§ Source passage:
----------------
Homeowners who make their payments are screaming bloody murder, and rightfully so. It's too early to say how the plan might play out if it is implemented, but if the bank bailout is any indicator, it may well be expanded to include homeowners who aren't in default-and maybe everyone. Some people say that's socialism. If so, Truman and Eisenhower were socialists. The FDIC's plan is very close to the way FHA and VA loans worked in the 1940s and '50s. From a practical standpoint, if my taxes are going to be used to guarantee mortgages, I want a few creditworthy borrowers in the mix.
But foreclosures are still a sideshow. The bigger issue is reducing the 10-plus months' worth of unsold inventory on the market. There are plenty of prospective buyers out there with good credit and ample equity, plus plenty of banks willing to lend money. Citigroup might not be one them, but everywhere I go, I can find at least one local community bank with a marquee sign reading, "We're still lending." The challenge is priming the pump, and NAHB has a plan.
----------------
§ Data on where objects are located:

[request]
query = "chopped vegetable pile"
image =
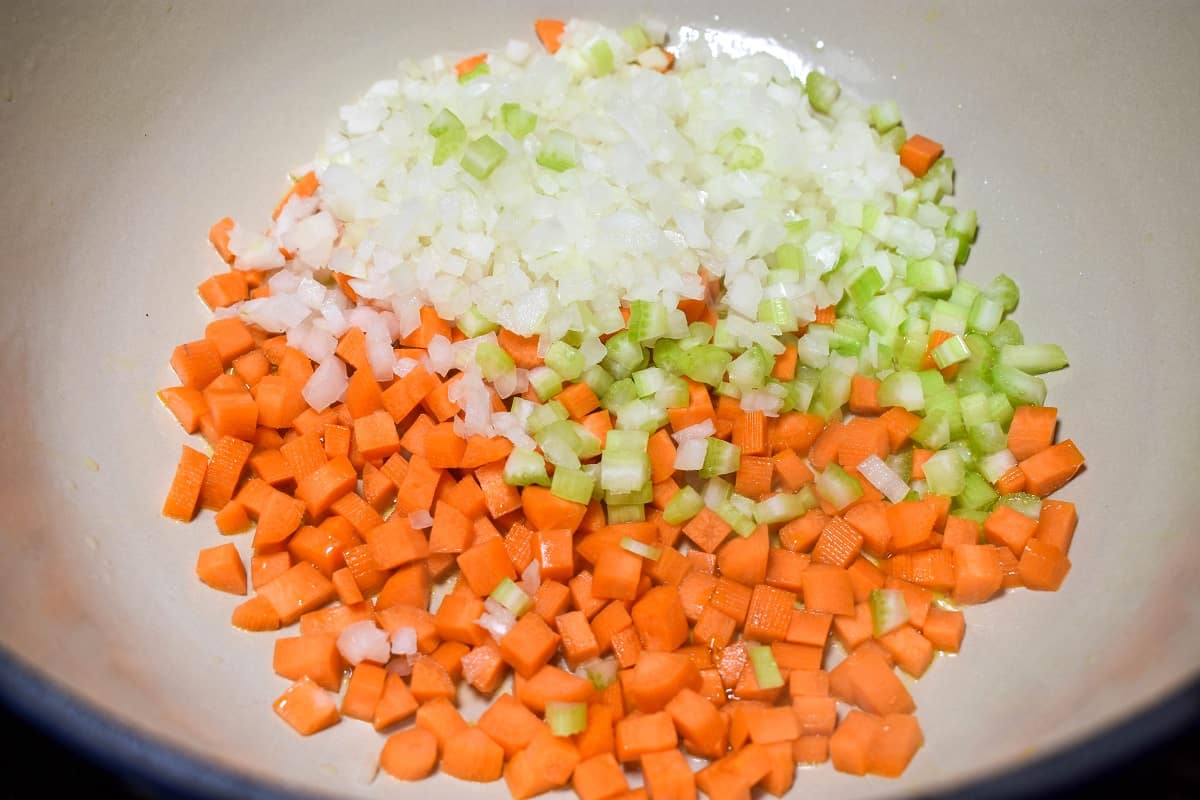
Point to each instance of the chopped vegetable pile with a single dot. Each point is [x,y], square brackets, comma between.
[611,388]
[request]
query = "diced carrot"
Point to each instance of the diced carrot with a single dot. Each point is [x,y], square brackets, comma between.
[1031,429]
[547,763]
[298,590]
[667,775]
[409,755]
[645,733]
[659,677]
[851,744]
[553,685]
[307,708]
[185,489]
[978,573]
[945,629]
[865,679]
[471,755]
[864,396]
[599,777]
[310,656]
[1043,566]
[1009,528]
[1050,469]
[221,567]
[918,154]
[901,423]
[529,644]
[550,32]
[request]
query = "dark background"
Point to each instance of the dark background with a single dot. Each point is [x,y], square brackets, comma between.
[1170,769]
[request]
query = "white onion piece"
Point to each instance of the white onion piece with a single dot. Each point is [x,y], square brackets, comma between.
[253,251]
[700,431]
[496,619]
[363,642]
[690,455]
[328,384]
[762,401]
[882,477]
[403,641]
[441,355]
[532,577]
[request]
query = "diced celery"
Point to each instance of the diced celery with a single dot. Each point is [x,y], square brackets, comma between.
[511,596]
[1033,359]
[930,276]
[945,473]
[635,36]
[837,486]
[624,355]
[780,507]
[865,286]
[745,156]
[934,431]
[641,548]
[822,91]
[624,470]
[778,311]
[447,122]
[985,314]
[647,320]
[751,368]
[641,415]
[639,497]
[949,318]
[483,156]
[493,361]
[545,382]
[672,394]
[965,294]
[1020,388]
[833,391]
[885,115]
[742,523]
[720,458]
[598,379]
[766,671]
[564,360]
[683,506]
[707,364]
[541,416]
[987,438]
[1005,292]
[478,71]
[894,138]
[1007,332]
[951,352]
[903,389]
[670,356]
[517,122]
[790,257]
[1027,504]
[889,611]
[567,719]
[729,140]
[977,493]
[717,491]
[473,323]
[558,151]
[617,513]
[525,468]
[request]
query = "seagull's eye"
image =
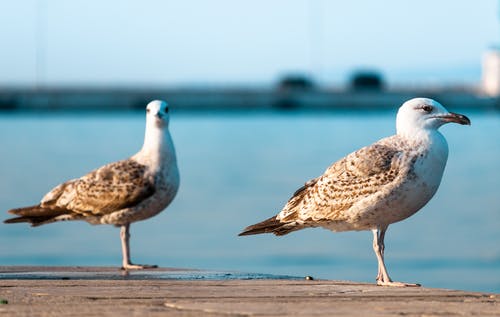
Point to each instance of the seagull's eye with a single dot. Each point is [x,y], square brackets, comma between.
[427,108]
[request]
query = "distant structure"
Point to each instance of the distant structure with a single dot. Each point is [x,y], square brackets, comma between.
[366,80]
[491,73]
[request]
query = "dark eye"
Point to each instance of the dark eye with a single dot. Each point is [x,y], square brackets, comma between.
[427,108]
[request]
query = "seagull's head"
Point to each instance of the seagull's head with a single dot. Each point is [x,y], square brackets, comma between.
[425,114]
[157,113]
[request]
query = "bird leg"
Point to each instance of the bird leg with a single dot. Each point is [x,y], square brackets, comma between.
[126,263]
[383,278]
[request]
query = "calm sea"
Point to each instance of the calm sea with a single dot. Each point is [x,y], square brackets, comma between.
[241,168]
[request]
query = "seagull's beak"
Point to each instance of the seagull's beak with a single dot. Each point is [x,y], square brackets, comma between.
[455,117]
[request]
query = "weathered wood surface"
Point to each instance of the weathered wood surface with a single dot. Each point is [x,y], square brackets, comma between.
[73,292]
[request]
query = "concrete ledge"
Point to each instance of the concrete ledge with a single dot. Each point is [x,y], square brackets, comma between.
[153,296]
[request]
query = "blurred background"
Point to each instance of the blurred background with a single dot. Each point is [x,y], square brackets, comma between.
[264,96]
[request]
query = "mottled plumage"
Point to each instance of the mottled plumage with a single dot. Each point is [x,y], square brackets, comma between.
[118,193]
[375,186]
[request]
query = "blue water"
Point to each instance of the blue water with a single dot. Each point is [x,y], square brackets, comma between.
[239,169]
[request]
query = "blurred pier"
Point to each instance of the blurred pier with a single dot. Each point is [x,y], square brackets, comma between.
[233,99]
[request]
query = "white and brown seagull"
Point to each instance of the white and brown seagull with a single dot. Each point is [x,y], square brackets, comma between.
[118,193]
[375,186]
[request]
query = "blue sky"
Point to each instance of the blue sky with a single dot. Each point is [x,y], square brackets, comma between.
[224,42]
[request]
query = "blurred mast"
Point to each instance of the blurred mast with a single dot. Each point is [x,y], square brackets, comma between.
[316,39]
[40,42]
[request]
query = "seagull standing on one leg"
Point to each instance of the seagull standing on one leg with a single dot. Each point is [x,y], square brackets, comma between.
[375,186]
[118,193]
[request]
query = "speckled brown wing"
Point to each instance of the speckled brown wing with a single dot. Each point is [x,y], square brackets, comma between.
[110,188]
[347,181]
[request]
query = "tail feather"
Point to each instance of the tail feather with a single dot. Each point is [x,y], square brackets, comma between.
[271,225]
[35,215]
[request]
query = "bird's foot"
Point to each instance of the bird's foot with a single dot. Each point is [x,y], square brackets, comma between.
[130,266]
[396,284]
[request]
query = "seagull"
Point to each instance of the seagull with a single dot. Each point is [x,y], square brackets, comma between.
[376,186]
[118,193]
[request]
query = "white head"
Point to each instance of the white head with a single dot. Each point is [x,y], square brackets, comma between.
[157,114]
[424,114]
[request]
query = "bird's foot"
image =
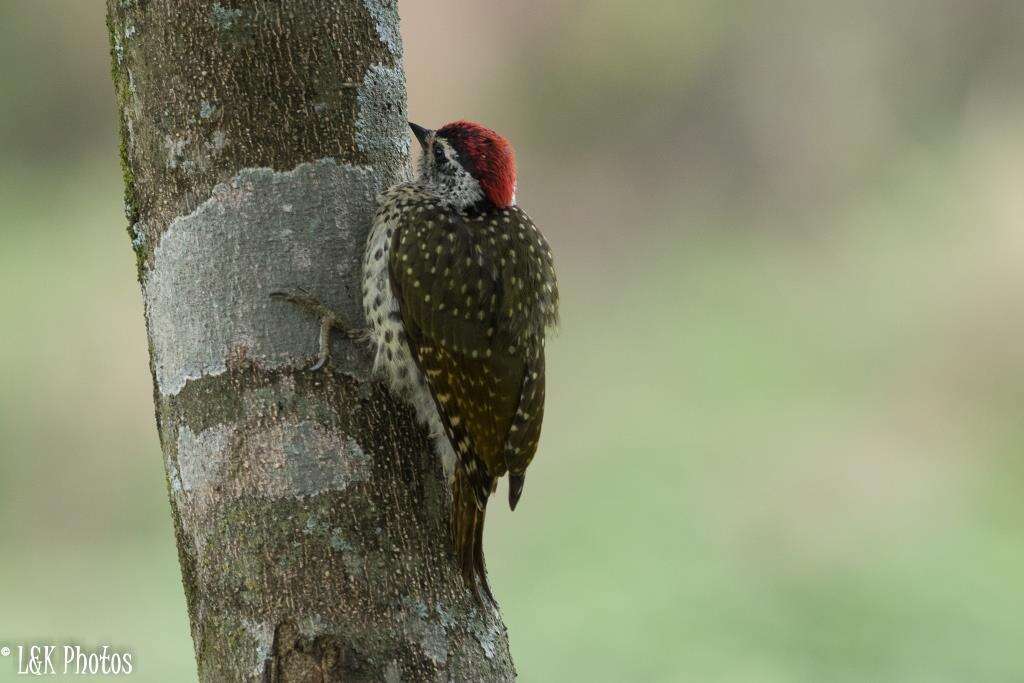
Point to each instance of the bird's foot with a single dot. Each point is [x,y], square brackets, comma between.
[330,321]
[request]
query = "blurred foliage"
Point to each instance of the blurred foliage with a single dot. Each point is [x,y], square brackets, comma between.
[783,437]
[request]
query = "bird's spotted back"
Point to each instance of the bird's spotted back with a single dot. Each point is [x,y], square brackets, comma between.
[476,290]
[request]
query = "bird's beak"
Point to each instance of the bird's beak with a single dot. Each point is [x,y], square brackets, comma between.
[422,134]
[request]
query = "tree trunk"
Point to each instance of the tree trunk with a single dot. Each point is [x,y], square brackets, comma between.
[310,513]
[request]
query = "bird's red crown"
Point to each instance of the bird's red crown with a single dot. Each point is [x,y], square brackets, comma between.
[489,157]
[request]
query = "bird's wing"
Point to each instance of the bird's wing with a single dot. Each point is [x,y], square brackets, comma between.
[452,288]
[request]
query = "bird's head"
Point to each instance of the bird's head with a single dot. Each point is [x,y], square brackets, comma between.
[467,164]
----------------
§ Given problem:
Continue the passage on the housing market and mortgage relief from the point where it stops.

§ Task result:
The "Fix Housing First" Plan
The association is proposing a tax credit of $10,000 to $22,000 plus a special 2.99% interest rate on all homes purchased during 2009. It's simple and not radical--it's exactly what was done to end the 1973-75 downturn.
The program was launched at the end of 1975. Housing starts began to climb within a month, and a year later, says NAHB, "the level of housing starts was nearly double (that) of the prior year." There's no indication so far that the proposal is under consideration, but if something like this is put into place, we could conceivably be back on our feet by this summer.
And you can help make it happen. Go to www.fixhousingfirst.com for more information, and don't forget to register and add your name to the hundreds of companies supporting the proposal.
There's no question that the situation is bad right now, and yes, the media is partly to blame. But if hyping the bad news has contributed to the panic, even that isn't all bad. It has also motivated people to get off the dime and do something about it.
Greg Brooks is a former editor of ProSales who now is president of Building Supply Channel Inc., a training and consulting firm based in New Albany, Ind. Contact him at [email protected] or at 866.272.4776.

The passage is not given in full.